My first impulse was to leave the house, get into my car and drive to my big sister’s house in Kalamazoo.  But that involved crossing the back yard in the dark, and I was more afraid of the possible raccoons and possums than of the squirrel.

The Big Guy’s hunting boots were beside the door.  I stepped into them to protect my bare toes and grabbed the hockey stick that he always left behind the door.  I grabbed it because it had a long handle, and the only other long-handled item I could think of was the broom that was in the room with the squirrel.  I also grabbed Zeke the cat, who gave me an annoyed prrrrt at being awakened.

Armed with a cat and a hockey stick, I went back to my kitchen with some vague idea of tossing Zeke into the arena and using the hockey stick to defend myself if he failed me.  Zeke, unfortunately, wasn’t fully on board with that plan.

“Get ‘im,” I urged, aiming him at the intruder.  He yowled, twisted in mid-air, and promptly climbed my body like a human scratching post.   The squirrel vanished under the china cabinet.

It was at that moment that The Big Guy made his appearance.  He didn’t say a word as his eyes swept up and down my body, taking in the barely-there nightie, hunting boots and hockey stick.  I watched the smile spread slowly across his face as he carefully set down his lunchbox and hung his keys on the hook.  His voice was husky when he spoke.

* [Directive 1]:
Rewrite the location identification records as a two-column CSV with the headers request and answer and one row per record. Put each record's request text and its answer in a single quoted field, replacing any line breaks with spaces.

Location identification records
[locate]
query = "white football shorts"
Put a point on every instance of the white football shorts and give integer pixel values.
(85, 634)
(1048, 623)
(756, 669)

* [Directive 2]:
Continue the story about the squirrel in the kitchen, picking up right after its final sentence.

* [Exercise answer 1]:
request,answer
"[locate] query = ""white football shorts"" Put a point on every instance of the white football shorts and give integer pixel values.","(85, 634) (1048, 623) (756, 669)"

* [Exercise answer 2]:
“Aw, Honey,” he rasped.  “You dressed up for me?”

By the time I convinced him that I was dressed for self defense and not some weird sexual role-playing, the dog had gathered her courage and was barking and scratching at the china cabinet.   “Don’t let it get away,”  The Big Guy ordered.  He hustled into his office.  I expected him to return with a net or a trap or something reasonable.  Something that a normal person might use to combat a squirrel invasion.

The gun was unexpected.

I had no way of knowing that it fired BBs, not actual bullets.  All I knew was that my previously sane husband was standing in the kitchen doorway with what looked like a hunting rifle.  It made an ominous ssschk-sschuck sound as he pumped up the air pressure.

“In the kitchen?”  I demanded.  “Really?”

“Like you were doing better with the hockey stick?”

The BBs started pinging off the walls.  I prayed for my Grandmother’s Depression Glass in the china cabinet and then started praying for myself as a crazed look came into The Big Guy’s eyes.  It was like Buck Fever had settled in over a two-pound rodent.  I eyed the keys on the hook and wondered what scared me more:  the squirrel, the possible raccoons between me and the car, or The Big Guy.

Then it was over.  He used the dustpan to take the corpse outside and then came back in with an entirely different kind of craziness in his eyes.  He pried the hockey stick out of my grasp and pulled me close.  “The outfit is still working for me,” he whispered.

Apparently, squirrels aren’t the only ones with delusions.